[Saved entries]
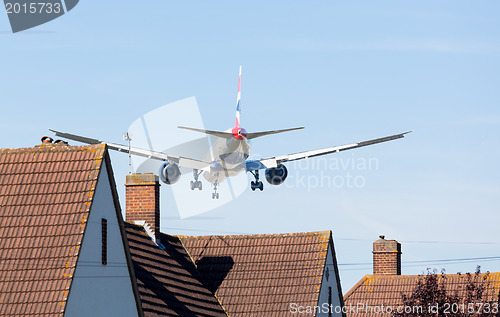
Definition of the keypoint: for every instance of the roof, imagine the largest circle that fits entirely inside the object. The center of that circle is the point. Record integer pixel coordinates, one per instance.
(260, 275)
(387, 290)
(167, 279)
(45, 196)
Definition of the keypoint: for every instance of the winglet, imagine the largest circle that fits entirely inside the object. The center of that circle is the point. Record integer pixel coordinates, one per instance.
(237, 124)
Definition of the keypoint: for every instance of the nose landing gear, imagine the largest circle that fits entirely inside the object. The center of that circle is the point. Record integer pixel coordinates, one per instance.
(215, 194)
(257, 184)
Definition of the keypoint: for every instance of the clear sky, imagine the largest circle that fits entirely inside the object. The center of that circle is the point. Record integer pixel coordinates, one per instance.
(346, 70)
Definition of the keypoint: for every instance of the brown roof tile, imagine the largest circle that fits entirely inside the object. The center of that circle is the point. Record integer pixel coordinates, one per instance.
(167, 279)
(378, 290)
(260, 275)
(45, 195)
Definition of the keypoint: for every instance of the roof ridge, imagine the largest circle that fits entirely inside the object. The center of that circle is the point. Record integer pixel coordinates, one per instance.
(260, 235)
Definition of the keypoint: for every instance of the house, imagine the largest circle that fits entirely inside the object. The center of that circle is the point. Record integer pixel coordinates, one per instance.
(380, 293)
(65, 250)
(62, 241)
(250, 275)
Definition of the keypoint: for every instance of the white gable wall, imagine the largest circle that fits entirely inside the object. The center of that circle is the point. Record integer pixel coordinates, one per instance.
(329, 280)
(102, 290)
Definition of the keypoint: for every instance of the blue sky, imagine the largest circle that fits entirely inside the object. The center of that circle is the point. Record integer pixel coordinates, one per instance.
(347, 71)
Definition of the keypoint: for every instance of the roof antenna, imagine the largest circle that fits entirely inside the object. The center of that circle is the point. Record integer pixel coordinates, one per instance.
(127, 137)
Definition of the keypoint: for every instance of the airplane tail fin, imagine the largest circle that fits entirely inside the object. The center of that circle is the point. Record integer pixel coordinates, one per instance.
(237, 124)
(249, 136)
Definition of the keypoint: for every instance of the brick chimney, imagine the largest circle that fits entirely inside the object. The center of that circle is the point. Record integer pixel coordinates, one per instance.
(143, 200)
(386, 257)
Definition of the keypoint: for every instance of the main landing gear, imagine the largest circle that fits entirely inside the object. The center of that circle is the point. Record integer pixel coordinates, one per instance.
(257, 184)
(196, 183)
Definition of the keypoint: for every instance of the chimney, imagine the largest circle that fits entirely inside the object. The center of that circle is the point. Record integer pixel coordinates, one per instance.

---

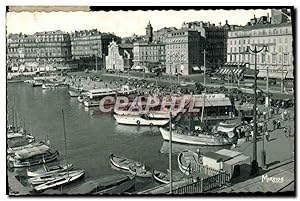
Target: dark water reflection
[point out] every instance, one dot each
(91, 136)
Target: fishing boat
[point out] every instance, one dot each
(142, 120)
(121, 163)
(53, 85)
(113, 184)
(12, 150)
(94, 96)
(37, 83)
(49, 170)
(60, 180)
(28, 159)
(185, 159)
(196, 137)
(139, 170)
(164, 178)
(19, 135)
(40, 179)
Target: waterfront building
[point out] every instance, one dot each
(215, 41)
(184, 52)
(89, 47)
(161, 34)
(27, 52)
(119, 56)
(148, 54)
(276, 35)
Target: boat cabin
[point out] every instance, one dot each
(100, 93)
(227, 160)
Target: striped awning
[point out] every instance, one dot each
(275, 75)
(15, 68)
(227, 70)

▶ **Assignment**
Only lines containing "boat" belong in the answer; copy every such line from the records.

▶ **The answer**
Target: fishing boat
Target: boat cabin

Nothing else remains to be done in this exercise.